- **What needs to be done**
Go through the material line by line and tally those containing the string "white". Only the tally is wanted.
─── Excerpted records ───
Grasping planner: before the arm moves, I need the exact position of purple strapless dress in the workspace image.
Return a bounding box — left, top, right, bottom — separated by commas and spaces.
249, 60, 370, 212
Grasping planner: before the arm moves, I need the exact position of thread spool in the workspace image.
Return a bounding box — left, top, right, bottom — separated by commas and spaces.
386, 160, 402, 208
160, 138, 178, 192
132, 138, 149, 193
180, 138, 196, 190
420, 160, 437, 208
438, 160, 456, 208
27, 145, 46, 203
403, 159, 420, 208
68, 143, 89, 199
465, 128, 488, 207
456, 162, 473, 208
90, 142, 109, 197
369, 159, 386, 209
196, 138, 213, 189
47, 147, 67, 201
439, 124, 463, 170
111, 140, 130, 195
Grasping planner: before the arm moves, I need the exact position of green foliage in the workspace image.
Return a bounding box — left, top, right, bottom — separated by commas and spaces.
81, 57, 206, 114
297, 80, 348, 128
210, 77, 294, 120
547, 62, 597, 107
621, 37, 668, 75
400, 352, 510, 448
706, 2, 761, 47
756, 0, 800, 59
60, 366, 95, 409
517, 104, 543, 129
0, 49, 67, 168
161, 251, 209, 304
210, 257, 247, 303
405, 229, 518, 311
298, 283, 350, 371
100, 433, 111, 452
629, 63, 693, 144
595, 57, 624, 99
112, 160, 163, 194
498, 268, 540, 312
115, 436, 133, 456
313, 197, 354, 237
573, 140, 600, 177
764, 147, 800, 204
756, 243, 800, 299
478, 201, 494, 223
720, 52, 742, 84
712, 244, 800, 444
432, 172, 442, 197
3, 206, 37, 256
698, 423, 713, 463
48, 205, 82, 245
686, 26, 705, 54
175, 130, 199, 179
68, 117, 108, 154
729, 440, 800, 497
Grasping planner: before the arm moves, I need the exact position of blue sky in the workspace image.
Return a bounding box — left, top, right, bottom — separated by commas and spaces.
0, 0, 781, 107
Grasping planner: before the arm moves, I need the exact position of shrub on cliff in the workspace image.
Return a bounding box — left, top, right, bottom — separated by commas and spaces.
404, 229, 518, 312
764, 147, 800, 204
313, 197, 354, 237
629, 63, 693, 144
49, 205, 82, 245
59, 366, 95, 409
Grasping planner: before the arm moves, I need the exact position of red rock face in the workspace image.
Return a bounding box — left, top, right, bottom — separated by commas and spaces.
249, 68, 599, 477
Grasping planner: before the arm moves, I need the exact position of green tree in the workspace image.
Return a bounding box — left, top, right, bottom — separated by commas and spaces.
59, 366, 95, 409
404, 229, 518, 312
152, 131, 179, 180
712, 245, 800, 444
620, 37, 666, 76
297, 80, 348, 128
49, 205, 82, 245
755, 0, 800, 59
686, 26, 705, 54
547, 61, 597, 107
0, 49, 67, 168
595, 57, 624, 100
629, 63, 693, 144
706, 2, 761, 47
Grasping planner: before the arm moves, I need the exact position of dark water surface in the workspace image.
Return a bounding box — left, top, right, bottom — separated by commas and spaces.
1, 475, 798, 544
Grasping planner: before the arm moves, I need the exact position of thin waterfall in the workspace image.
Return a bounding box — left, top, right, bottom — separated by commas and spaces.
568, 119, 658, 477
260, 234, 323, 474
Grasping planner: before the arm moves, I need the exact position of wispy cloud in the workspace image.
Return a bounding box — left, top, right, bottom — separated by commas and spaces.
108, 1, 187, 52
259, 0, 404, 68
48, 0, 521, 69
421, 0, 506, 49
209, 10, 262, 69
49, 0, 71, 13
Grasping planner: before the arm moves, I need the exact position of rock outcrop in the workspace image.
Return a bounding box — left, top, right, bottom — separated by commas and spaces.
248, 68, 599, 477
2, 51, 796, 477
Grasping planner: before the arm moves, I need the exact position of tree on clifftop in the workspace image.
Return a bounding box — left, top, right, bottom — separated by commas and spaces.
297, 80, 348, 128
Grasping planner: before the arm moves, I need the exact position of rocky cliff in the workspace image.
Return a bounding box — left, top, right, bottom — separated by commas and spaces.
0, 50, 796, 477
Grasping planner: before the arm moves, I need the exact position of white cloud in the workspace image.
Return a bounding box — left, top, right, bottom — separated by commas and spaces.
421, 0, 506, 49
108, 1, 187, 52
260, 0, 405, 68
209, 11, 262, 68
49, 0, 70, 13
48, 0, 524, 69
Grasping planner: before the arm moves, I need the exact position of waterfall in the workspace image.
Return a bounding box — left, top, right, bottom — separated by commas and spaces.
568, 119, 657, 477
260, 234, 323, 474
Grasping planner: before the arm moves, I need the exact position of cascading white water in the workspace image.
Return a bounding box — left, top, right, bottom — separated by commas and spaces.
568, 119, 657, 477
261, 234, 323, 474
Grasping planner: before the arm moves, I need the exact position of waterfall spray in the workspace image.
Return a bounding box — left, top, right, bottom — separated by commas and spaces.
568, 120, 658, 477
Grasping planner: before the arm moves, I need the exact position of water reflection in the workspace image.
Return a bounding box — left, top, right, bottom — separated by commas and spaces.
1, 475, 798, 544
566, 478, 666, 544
───
- **Written response**
2